**Exercise objective:** Every line with the string "metal" must be copied from the entries below.

**Data shown:**

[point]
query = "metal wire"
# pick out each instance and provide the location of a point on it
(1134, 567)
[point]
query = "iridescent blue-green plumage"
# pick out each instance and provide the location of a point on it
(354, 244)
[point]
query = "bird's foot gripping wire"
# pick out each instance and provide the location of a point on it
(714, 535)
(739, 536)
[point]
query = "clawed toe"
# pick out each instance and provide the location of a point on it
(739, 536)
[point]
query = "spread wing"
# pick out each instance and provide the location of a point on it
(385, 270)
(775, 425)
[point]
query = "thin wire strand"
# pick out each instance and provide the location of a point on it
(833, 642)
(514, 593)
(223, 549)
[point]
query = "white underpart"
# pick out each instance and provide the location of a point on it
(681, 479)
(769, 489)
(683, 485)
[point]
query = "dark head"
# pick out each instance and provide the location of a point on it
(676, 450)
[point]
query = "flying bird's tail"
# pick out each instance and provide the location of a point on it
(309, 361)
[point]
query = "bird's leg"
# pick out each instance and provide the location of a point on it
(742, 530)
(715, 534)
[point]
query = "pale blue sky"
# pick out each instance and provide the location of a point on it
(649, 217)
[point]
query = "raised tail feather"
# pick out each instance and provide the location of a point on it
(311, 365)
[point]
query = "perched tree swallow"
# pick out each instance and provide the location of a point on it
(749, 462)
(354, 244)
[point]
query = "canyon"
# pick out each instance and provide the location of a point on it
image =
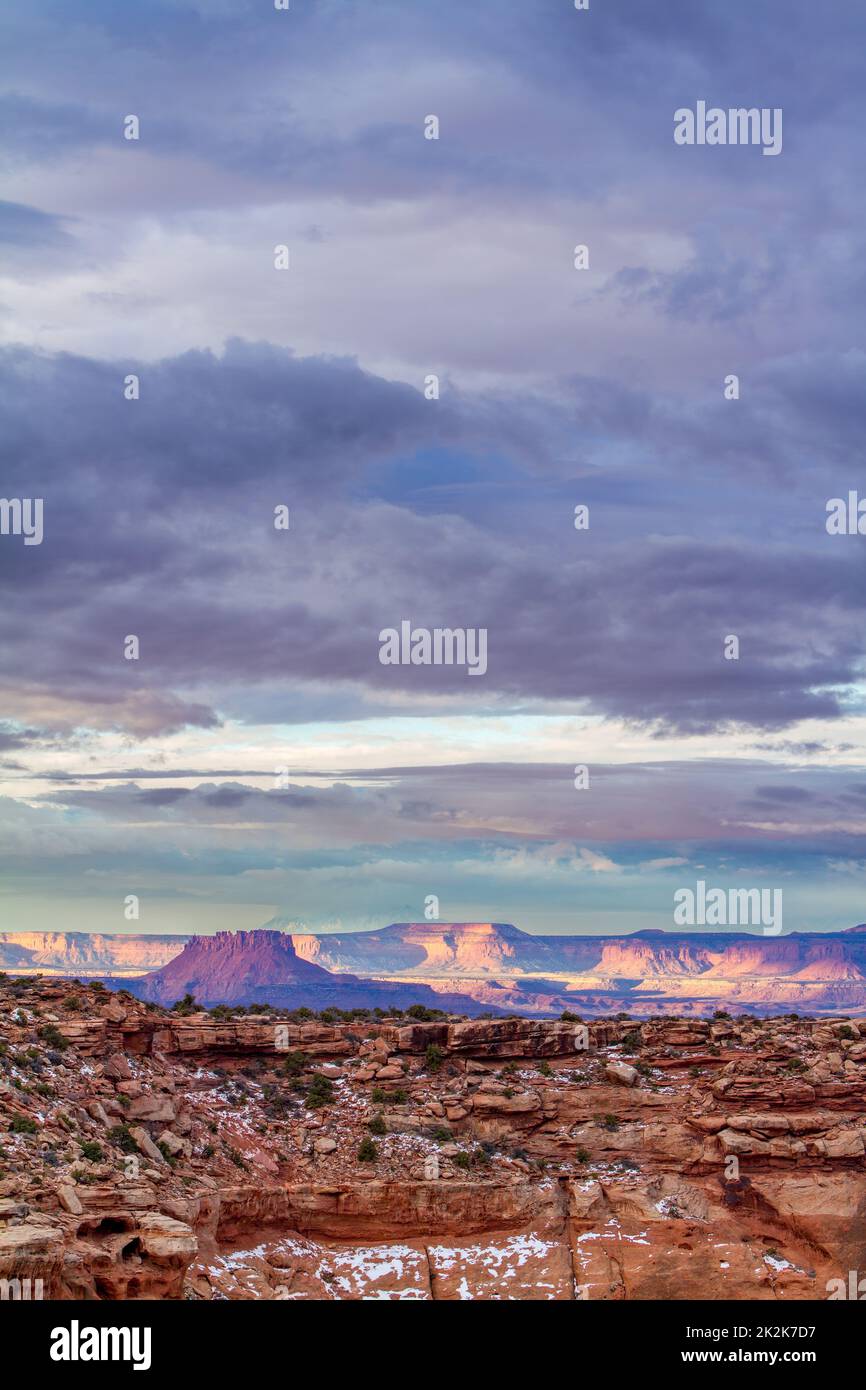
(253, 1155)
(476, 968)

--

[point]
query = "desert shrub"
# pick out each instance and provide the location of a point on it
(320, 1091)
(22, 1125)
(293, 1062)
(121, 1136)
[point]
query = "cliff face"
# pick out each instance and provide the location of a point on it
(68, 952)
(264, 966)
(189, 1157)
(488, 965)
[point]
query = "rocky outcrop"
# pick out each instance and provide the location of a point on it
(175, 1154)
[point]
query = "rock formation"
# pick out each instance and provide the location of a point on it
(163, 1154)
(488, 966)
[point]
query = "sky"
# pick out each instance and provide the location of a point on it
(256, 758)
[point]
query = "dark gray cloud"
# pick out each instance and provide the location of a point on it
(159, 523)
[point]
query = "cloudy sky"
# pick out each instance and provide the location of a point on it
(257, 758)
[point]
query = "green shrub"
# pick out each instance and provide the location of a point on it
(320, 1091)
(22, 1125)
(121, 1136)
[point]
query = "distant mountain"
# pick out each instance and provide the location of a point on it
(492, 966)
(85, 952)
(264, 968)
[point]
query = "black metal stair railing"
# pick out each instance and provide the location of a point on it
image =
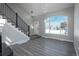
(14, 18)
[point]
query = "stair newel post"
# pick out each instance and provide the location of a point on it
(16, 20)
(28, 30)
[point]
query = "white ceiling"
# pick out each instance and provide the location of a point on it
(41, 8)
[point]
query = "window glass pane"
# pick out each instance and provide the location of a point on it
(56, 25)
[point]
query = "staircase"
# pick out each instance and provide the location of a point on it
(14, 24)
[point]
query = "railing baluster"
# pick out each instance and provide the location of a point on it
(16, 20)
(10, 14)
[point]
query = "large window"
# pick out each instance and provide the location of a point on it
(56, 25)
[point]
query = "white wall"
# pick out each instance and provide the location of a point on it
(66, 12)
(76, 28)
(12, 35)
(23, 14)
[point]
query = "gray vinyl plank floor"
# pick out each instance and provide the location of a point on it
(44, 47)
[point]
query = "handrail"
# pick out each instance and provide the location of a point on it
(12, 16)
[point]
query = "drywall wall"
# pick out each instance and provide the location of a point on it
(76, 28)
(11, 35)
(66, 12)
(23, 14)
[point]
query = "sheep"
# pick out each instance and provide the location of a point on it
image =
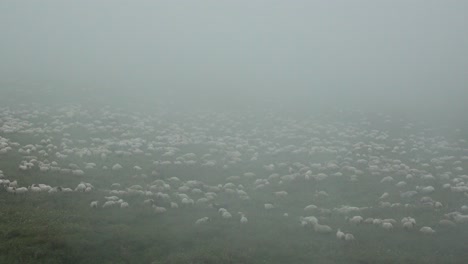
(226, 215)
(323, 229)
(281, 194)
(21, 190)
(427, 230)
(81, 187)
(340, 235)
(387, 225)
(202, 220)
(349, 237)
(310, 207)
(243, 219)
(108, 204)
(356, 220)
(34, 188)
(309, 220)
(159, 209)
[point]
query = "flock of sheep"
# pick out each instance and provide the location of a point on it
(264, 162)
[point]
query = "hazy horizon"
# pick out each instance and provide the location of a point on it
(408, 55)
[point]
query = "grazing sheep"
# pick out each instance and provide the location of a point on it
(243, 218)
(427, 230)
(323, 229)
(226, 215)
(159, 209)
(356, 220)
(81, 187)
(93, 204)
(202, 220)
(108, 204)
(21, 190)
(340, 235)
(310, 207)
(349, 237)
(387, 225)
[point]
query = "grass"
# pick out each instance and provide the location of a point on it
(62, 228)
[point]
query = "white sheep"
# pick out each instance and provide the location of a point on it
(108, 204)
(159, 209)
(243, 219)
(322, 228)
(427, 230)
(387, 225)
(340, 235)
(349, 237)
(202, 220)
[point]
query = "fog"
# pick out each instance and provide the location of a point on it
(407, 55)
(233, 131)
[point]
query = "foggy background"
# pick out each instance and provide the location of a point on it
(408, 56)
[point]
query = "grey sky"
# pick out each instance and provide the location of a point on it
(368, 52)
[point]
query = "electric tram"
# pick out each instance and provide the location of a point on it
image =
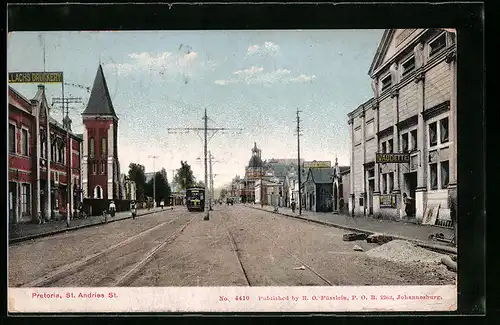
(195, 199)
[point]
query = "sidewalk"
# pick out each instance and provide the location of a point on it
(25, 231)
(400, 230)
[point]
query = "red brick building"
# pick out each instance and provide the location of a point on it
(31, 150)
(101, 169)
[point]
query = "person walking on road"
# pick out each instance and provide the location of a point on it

---

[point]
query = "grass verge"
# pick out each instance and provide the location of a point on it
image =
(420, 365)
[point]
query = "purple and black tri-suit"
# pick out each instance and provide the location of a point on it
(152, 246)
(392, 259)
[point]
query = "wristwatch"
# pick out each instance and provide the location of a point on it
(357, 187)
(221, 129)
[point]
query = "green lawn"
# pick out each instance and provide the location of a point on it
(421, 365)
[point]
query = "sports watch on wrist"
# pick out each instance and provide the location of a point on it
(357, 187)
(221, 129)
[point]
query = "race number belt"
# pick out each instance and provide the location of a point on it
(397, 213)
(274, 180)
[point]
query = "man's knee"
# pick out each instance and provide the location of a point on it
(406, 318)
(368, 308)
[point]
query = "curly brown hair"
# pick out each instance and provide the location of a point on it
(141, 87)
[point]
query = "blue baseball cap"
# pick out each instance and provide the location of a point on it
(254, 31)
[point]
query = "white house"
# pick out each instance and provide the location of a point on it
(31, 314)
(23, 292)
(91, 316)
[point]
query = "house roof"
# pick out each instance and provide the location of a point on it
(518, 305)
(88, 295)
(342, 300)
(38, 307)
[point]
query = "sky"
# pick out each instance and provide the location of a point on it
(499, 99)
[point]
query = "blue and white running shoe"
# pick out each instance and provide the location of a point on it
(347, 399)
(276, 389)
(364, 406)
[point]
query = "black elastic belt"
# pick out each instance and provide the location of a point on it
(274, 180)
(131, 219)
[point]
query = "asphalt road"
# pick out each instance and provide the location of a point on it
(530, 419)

**Exercise output:**
query = "metal wire"
query = "black metal stair railing"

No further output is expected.